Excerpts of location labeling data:

<<<<

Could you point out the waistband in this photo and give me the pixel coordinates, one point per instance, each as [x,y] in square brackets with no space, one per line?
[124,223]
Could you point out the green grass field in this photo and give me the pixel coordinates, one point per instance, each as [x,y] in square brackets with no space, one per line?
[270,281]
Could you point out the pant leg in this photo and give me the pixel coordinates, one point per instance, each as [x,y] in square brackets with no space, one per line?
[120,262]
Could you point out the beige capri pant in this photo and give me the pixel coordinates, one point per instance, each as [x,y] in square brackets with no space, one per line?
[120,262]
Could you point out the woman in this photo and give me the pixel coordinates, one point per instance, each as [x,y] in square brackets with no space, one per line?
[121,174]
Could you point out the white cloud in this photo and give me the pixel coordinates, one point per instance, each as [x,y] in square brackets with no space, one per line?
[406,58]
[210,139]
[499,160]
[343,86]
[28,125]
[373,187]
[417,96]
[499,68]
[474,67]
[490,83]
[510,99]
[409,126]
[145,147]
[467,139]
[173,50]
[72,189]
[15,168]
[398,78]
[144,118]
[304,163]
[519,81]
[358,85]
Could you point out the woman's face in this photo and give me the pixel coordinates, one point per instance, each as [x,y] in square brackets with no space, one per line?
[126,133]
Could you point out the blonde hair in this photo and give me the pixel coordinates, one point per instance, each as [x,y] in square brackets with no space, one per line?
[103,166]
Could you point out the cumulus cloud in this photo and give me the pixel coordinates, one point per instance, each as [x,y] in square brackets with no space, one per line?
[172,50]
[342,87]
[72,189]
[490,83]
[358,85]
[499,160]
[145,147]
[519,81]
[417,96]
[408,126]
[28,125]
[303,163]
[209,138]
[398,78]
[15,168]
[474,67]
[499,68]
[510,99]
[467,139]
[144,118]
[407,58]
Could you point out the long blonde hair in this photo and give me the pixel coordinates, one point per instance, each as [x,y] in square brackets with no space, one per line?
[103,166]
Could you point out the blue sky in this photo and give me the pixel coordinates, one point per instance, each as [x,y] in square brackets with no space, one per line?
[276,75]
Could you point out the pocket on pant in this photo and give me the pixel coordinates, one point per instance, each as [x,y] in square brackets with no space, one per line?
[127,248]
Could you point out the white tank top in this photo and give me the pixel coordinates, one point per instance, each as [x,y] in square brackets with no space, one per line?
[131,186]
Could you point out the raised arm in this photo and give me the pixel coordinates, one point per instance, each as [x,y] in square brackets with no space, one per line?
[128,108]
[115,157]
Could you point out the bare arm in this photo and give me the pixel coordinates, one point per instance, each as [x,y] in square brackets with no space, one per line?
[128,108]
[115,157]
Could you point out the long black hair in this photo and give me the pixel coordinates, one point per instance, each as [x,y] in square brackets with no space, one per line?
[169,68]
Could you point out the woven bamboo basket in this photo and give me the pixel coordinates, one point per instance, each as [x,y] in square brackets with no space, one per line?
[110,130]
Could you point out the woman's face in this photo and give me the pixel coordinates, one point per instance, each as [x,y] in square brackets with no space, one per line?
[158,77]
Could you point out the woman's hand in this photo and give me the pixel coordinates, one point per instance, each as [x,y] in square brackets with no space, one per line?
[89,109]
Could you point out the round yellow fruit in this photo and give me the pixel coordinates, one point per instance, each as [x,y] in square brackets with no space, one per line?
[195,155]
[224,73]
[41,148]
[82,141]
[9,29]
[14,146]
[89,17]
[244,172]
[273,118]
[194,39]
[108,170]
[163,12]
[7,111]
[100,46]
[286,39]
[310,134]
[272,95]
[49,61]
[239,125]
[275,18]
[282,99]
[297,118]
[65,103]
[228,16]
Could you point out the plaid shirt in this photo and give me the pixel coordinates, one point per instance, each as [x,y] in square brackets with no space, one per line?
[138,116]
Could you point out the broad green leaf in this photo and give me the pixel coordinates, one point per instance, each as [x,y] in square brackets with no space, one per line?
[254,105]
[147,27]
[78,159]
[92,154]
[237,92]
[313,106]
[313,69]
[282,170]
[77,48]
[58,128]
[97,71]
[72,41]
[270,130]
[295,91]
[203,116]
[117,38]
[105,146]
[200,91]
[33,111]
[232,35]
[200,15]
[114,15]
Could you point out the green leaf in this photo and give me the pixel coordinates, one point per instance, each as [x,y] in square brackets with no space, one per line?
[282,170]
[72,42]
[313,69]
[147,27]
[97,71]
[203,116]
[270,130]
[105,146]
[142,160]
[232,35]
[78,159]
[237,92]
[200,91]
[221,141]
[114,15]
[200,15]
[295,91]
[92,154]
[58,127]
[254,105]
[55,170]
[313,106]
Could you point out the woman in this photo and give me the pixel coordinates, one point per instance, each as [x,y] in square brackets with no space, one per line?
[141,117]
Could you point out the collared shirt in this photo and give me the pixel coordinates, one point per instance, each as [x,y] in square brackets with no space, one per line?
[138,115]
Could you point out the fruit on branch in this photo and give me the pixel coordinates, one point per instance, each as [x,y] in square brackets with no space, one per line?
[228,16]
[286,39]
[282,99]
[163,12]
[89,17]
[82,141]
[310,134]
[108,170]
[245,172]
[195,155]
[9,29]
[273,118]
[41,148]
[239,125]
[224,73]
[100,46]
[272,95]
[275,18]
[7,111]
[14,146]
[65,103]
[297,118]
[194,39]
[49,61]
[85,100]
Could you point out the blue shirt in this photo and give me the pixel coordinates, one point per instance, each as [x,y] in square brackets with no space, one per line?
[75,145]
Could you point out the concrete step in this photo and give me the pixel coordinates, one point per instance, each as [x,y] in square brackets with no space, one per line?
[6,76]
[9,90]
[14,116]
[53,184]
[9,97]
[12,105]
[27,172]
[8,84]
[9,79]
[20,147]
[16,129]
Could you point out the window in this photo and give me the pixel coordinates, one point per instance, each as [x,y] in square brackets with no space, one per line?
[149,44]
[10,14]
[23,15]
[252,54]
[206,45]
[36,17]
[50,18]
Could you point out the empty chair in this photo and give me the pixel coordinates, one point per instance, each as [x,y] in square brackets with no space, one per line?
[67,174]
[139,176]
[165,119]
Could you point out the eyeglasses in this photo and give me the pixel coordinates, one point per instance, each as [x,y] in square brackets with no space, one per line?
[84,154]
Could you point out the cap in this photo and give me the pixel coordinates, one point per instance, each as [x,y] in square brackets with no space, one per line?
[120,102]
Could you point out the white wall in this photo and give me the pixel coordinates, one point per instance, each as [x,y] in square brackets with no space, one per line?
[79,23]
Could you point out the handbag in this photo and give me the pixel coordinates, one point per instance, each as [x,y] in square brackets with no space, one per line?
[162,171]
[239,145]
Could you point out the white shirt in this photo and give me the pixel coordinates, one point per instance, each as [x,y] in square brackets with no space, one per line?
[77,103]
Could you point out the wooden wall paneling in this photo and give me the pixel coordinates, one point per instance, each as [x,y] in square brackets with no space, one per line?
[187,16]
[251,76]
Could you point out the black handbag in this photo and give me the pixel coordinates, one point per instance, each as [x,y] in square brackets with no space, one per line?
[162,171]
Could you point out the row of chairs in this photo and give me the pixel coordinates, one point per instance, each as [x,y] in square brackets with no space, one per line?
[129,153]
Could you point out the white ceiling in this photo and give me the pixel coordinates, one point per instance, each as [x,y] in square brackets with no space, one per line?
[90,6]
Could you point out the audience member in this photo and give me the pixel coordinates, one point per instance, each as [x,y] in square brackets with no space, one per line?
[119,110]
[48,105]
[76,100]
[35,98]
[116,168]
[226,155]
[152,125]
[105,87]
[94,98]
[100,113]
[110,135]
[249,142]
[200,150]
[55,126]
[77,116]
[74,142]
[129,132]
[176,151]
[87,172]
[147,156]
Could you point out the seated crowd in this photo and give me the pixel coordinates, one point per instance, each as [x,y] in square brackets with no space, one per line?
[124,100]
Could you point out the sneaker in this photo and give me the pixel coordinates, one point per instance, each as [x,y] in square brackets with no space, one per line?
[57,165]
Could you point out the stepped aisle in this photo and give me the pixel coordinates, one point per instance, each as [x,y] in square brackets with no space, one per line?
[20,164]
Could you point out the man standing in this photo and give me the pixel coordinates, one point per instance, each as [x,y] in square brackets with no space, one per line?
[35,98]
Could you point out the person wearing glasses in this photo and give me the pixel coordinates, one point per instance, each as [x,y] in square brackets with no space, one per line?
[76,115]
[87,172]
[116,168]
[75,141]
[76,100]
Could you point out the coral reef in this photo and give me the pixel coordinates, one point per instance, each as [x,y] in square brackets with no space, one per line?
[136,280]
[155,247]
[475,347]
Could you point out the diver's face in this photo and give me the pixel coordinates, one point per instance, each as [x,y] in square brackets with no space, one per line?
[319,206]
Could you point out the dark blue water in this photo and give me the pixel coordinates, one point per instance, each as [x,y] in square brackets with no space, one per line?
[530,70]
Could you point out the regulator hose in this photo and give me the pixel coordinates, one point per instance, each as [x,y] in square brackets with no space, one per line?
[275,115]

>>>>

What you need to do — Nothing but the lines from the one with "Could you point out the sneaker" through the last line should be repeated, each exactly as it stands.

Exercise output —
Could you point out the sneaker in this photo and give me the pixel coordinates, one point per instance, each as [x,y] in square brackets with no space, one per line?
[57,165]
Could you point out the stepped aisle in this photo and give me the pixel coordinates, one point per instance, each as [x,y] in square brackets with no space, one per line?
[20,164]
Could you point out the man standing in this photo and give me the pixel coordinates, one point per instance, each as [x,y] in square brackets with no space, one per line?
[35,98]
Could you point out the person wearing glasses in this photo and give me the pixel coordinates, one point per instance, each as [x,y] in square brackets with no space, one per line?
[76,115]
[87,172]
[116,168]
[75,141]
[76,100]
Could you point out the coral reef in this photo and give me the pixel coordinates, one point per instance, each as [x,y] in square brackets with no space, one per line?
[136,280]
[155,247]
[475,347]
Could you point out the diver's face in this photo and give me the pixel coordinates, one point per instance, each as [x,y] in square brackets with no space, one per line?
[319,206]
Could you point out the dark blue water in this photo and give me the pixel coordinates, one point per instance, each as [x,y] in square brackets with no space, one per line?
[530,70]
Could you point out the regulator hose in this photo and give me the pixel coordinates, one point per instance, each as [x,y] in square brackets with no space, one per line?
[275,115]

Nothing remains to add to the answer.